-- Begin Quoted text --

Not on display

Tea Gown

ca. 1925 (made)
Artist/Maker
Place of origin

Dress of dark peach georgette with a brocaded pattern in maroon, pink, and gold leaves, some with stripes. The dress is just below knee length with a medium low oval neckline, a pointed yoke, and is straight cut except for a dangling flaring pleat inserted from low hip level on the left side. The sleeves are long and flaring towards the cuff where there is a wide triangular insertion. The shoulder seams, yoke and gores have facing bands of pink and maroon silk ribbon with a central gilt braid with linked raised circular motifs.

Object details

Categories
Object type
Materials and techniques
Brocaded georgette, silk ribbon, gilt braid
Brief description
Dress of brocaded georgette, Ospovat Ltd., London, ca. 1925
Physical description
Dress of dark peach georgette with a brocaded pattern in maroon, pink, and gold leaves, some with stripes. The dress is just below knee length with a medium low oval neckline, a pointed yoke, and is straight cut except for a dangling flaring pleat inserted from low hip level on the left side. The sleeves are long and flaring towards the cuff where there is a wide triangular insertion. The shoulder seams, yoke and gores have facing bands of pink and maroon silk ribbon with a central gilt braid with linked raised circular motifs.

-- End Quoted text --

- **Problems and tasks**:
• 1. In the tea gown entry, on which side of the dress is the flaring pleat inserted?
• 2. Please say whether each statement agrees with the tea gown entry, answering yes or no and quoting the deciding words: (a) The sleeves widen toward the cuff. (b) The gown is currently on display. (c) The facing bands are made of blue and gold silk ribbon.

-- Begin Information supplied --

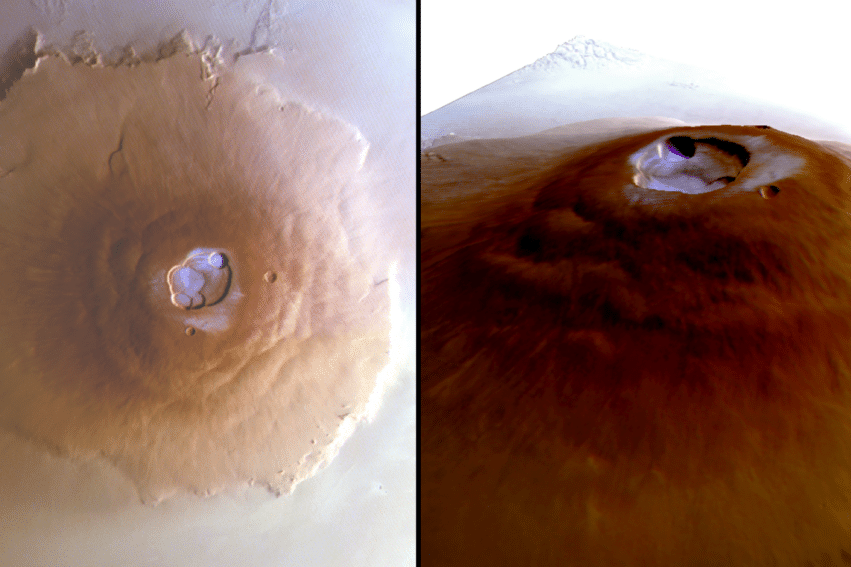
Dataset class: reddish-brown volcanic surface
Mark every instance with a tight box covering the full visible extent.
[421,123,851,567]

-- End Information supplied --

- **Expected results**:
• 1. The left side, from low hip level.

• 2.
(a) Yes: "The sleeves are long and flaring towards the cuff"
(b) No: "Not on display"
(c) No: "facing bands of pink and maroon silk ribbon"